- [DIRECTIVE A]:
Collect every line of the rows that contains the string "yellow", treating uppercase and lowercase as different.

- [EXCERPT PROVIDED]:
Not representing the league, anyway. The Rams ruined some great pregame material for round two with a 21-7 wild-card victory over the Eagles at Veterans Stadium on Sunday, earning a spot in next week’s divisional game against the New York Giants in the Meadowlands.

Not much to talk about, really. The Rams scored two touchdowns in the first eight minutes, could have scored two more in the next eight but didn’t, then held on in typical hair-raising fashion, needing two Greg Bell bursts in the final five minutes to clinch it.

Over Ryan’s protestations about the sins of zone defense, the Rams proceeded with their coverage of Eagle quarterback Randall Cunningham. He was to them a blip on their radar screen, never to be lost from tracking.

Unsporting as it seemed, the Rams played not a single down of man-to-man defense against the Eagles. Theirs was more a quarantine approach of patience and containment, and it worked well enough to hold Cunningham to 39 rushing yards and no touchdowns.

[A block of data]
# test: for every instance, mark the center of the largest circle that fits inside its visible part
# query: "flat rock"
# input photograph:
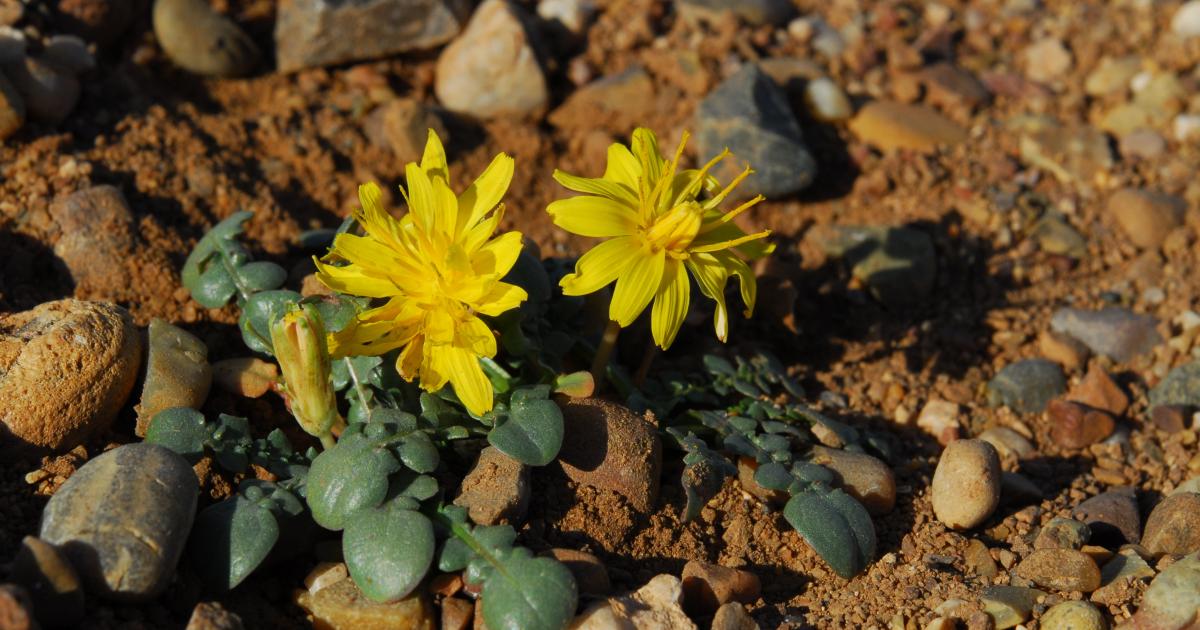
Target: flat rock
(123, 520)
(607, 447)
(1146, 216)
(492, 69)
(66, 369)
(892, 126)
(1174, 526)
(707, 586)
(1062, 570)
(1026, 385)
(97, 235)
(966, 484)
(1173, 599)
(1181, 387)
(51, 581)
(324, 33)
(496, 491)
(1073, 616)
(749, 114)
(48, 91)
(178, 372)
(1114, 331)
(1113, 516)
(863, 477)
(342, 605)
(202, 41)
(1078, 426)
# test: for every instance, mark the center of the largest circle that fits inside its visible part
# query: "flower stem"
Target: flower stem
(600, 365)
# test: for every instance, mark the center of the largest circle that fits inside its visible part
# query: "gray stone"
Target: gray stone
(897, 264)
(178, 372)
(754, 12)
(496, 490)
(1027, 385)
(492, 69)
(1062, 534)
(1181, 387)
(1173, 599)
(1113, 516)
(1114, 331)
(123, 520)
(749, 114)
(323, 33)
(202, 41)
(48, 91)
(52, 583)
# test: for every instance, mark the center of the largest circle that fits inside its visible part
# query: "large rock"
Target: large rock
(323, 33)
(202, 41)
(607, 447)
(492, 69)
(123, 520)
(178, 372)
(1114, 331)
(749, 115)
(66, 367)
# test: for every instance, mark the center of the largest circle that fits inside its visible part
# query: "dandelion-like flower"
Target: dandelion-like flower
(658, 228)
(438, 268)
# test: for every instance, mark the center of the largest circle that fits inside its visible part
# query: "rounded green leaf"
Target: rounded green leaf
(835, 526)
(181, 430)
(388, 551)
(533, 433)
(349, 478)
(229, 540)
(529, 594)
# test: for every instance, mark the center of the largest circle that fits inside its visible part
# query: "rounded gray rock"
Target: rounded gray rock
(202, 41)
(123, 520)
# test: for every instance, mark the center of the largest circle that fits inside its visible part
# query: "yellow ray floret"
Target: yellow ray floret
(660, 223)
(438, 267)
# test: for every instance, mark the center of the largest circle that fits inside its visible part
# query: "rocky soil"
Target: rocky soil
(985, 213)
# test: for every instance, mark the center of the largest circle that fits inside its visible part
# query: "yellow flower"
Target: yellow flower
(439, 269)
(658, 229)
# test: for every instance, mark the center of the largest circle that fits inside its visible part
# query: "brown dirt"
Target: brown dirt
(187, 151)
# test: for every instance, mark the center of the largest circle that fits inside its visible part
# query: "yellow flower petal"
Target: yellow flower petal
(502, 298)
(636, 287)
(467, 377)
(593, 216)
(601, 187)
(485, 192)
(670, 304)
(600, 265)
(433, 160)
(623, 168)
(712, 276)
(354, 280)
(498, 256)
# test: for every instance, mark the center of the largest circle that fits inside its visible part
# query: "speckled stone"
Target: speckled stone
(123, 520)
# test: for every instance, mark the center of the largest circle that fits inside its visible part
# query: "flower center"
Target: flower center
(676, 229)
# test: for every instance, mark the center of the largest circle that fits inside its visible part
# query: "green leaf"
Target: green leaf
(527, 593)
(533, 433)
(347, 479)
(229, 540)
(181, 430)
(835, 526)
(388, 551)
(259, 312)
(262, 276)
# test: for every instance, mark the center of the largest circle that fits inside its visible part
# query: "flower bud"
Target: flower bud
(300, 347)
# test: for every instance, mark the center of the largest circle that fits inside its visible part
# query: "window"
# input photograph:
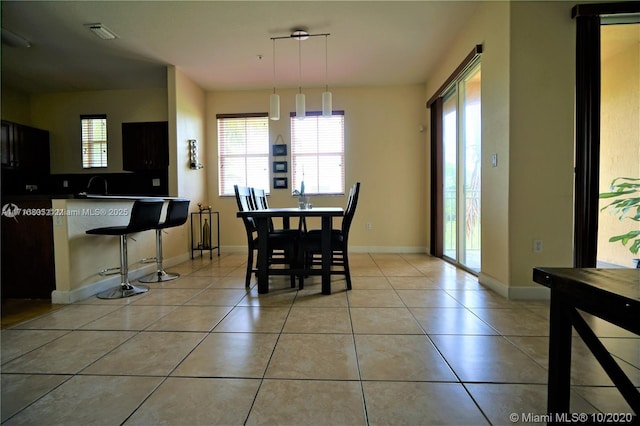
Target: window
(94, 140)
(317, 153)
(243, 151)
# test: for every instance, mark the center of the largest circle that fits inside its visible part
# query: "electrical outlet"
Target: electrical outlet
(537, 246)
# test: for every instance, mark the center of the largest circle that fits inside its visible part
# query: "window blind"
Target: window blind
(94, 140)
(243, 151)
(317, 153)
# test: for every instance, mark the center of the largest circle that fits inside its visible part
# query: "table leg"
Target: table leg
(559, 386)
(326, 254)
(263, 254)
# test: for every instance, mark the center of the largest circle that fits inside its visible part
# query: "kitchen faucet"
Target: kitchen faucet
(97, 177)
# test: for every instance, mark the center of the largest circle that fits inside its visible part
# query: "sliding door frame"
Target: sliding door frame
(587, 126)
(435, 103)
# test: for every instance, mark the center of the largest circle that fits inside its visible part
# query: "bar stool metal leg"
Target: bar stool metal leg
(160, 275)
(126, 289)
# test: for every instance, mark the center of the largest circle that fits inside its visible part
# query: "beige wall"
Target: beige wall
(527, 119)
(620, 133)
(384, 150)
(16, 106)
(59, 113)
(187, 121)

- [DIRECTIVE B]:
Name every football team mentioned in the excerpt about the Rams' wild-card win.

- [EXERCISE SOLUTION A]:
# query: "yellow ray floret"
Target: yellow ray floret
# query: "yellow flower"
Target: yellow flower
# query: "yellow flower petal"
Target: yellow flower petal

- [EXERCISE SOLUTION B]:
Rams, Eagles, New York Giants